*VORLIEGENDER TEXTAUSZUG:*
Heißt: In Deutschland hülfe es dem DSA vermutlich, wenn die Landesmedienanstalten bei der Umsetzung keine große Rolle bekommen.

Eine Drittelmilliarde Euro für Digitalpolitik

Wir bleiben bei der Bundespolitik. Vorige Woche sorgte der "FAZ"-Wirtschafts-Aufmacher "Kahlschlag für die Digitalisierung" für Aufsehen (Altpapierkorb). Digitalisierung ist zwar schwierig, wird aber langfristig, womöglich schon mittelfristig wichtig. Hatte das nicht schon immer Kanzlerin Merkel angedeutet? Zwar gab es zur in den Haushaltsplanungen enthaltenen Idee, 2024 statt 377 Millionen nur noch drei Millionen Euro für Verwaltungsdigitalisierung einzuplanen, auch Zustimmung:

"Finde die Kürzung der Budgets für Verwaltungsdigitalisierung wirklich gut. 370 Millionen weniger für Beratung verbrennen und so vllt die Verwaltung dazu bekommen, interne Kompetenzen aufzubauen ...",

twitterte die Hackerin Lilith Wittmann böse. Doch überwogen Ablehnung und Aufregung. Als netzpolitik.org nachfragte, sprach ein digitalpolitischer Sprecher der SPD davon, dass "nicht abgerufene Mittel ... in die Folgejahre übertragen werden" könnten, und da von "rund 300 Millionen Euro". Tatsächlich meldete die "FAZ" dann auch, dass im Bundesinnenministerium genau diese Summe noch gefunden wurde: "Woher diese 'Ausgabenreste' stammen und warum diese bisher nicht abgerufen wurden, blieb unklar".

*AUFLISTUNG:*
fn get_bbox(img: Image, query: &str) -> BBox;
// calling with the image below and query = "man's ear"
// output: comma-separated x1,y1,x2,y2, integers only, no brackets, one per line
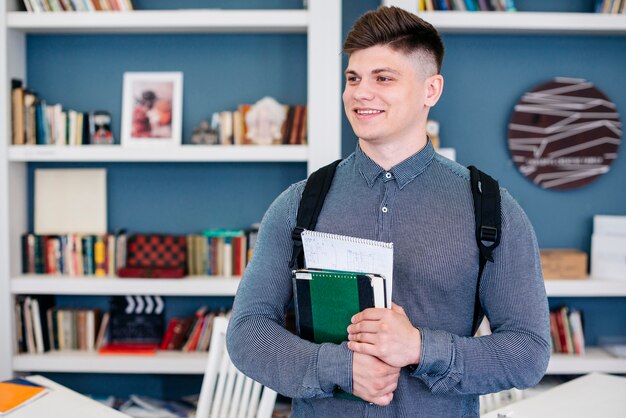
424,74,443,107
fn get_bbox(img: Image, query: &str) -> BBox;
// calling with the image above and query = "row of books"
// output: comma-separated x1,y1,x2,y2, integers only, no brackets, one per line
418,0,516,12
22,229,258,277
187,230,251,277
11,80,113,145
159,306,229,352
596,0,626,14
24,0,135,13
15,295,108,354
15,295,229,354
207,104,307,145
550,306,585,355
22,233,121,277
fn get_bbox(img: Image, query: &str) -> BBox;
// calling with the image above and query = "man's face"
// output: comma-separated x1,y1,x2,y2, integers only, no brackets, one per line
343,46,428,144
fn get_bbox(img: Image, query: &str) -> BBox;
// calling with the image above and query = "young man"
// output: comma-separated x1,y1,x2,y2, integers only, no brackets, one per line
228,7,550,417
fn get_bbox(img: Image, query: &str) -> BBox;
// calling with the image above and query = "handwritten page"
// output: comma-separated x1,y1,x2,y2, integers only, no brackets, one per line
302,230,393,306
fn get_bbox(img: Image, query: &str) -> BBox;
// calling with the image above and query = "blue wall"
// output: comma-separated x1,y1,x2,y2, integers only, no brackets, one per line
22,0,626,397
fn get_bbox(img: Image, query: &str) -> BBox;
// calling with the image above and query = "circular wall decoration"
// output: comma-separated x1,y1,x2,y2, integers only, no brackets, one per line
508,77,622,190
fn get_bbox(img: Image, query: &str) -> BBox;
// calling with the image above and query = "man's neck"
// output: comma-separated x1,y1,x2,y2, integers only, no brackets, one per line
359,132,428,170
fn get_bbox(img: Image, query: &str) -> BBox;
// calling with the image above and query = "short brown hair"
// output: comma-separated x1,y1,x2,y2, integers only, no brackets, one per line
343,6,444,74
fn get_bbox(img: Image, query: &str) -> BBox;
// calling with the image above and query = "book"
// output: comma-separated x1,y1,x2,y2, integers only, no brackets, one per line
11,80,24,145
302,230,393,307
293,269,387,344
0,379,48,415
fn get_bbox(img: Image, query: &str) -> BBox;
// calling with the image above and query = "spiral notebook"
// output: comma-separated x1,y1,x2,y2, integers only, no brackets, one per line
302,230,393,307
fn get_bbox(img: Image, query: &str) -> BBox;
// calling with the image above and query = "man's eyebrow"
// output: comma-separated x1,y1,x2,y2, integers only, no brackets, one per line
372,67,400,75
345,67,400,75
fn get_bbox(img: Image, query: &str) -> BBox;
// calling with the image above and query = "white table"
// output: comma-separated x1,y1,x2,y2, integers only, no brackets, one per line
7,376,129,418
482,373,626,418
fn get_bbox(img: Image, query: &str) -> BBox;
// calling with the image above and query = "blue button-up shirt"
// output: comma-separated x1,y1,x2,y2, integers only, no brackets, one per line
227,143,550,418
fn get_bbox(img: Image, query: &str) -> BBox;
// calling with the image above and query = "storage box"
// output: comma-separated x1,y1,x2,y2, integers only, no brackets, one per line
591,234,626,280
541,249,587,280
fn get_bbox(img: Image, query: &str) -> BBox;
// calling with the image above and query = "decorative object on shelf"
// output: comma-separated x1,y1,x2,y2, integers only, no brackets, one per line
550,306,585,355
117,234,187,279
508,77,622,190
35,168,107,235
89,110,114,145
540,249,587,280
245,97,287,145
211,97,307,145
122,72,183,147
98,295,165,355
191,120,219,145
591,215,626,281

*AUFGABEN:*
A – Wie viel Geld sollte laut dem Textauszug zur Digitalpolitik 2024 nach den Haushaltsplanungen noch für Verwaltungsdigitalisierung eingeplant werden?
B – Setzen Sie den Textauszug zur Kürzung der Mittel für Verwaltungsdigitalisierung nach seinem letzten Satz fort.

*LÖSUNGEN:*
A – Nur noch drei Millionen Euro statt 377 Millionen Euro.

B –
Vielleicht ist das Auffinden einer knappen Drittelmilliarde fürs Onlinezugangsgesetz im Pingpong-Prinzip aussagekräftig fürs Wirtschaften mit Sondervermögen. Oder/und für den Politik-Stil, gerne attraktiv große, also schlagzeilenträchtige Summen zu versprechen – oft im Wissen, dass schon wegen der enervierenden Antragsformulare sowieso nur Bruchteile davon abgerufen werden und man den Rest später auch für anderes verbuchen kann. Das Vertrauen in die Ampelregierung und deren Digital-Kompetenz stärkt das jedenfalls nicht.

Die, äh, Medienarbeit der Ministerpräsidenten

Weiterhin auf Regierungsebene hoch geschätzt werden Medieninhalte und klassische Medienberufe wie der der Fotografen:

"Der Ministerpräsident leistet sich inzwischen neben dem eigentlichen Regierungssprecher und dessen Vertreter zwölf fest angestellte Fachkräfte, die ihn unter anderem in sozialen Medien ins rechte Licht rücken. Es wird auf Staatskosten fotografiert, gefilmt, getextet, gelobt und gehuldigt"

spottet der "Spiegel" in seiner aktuellen Ausgabe über Boris Rhein, der auch auf dem Aufmacher-Foto (links, nicht rotgewandet in der Mitte) zu sehen ist. Das ist der CDU-Politiker, den Bundesinnenministerin Faeser (in deren Ministerium gerade die Drittelmilliarde gefunden wurde) gerne als hessischen Regierungschef ablösen möchte.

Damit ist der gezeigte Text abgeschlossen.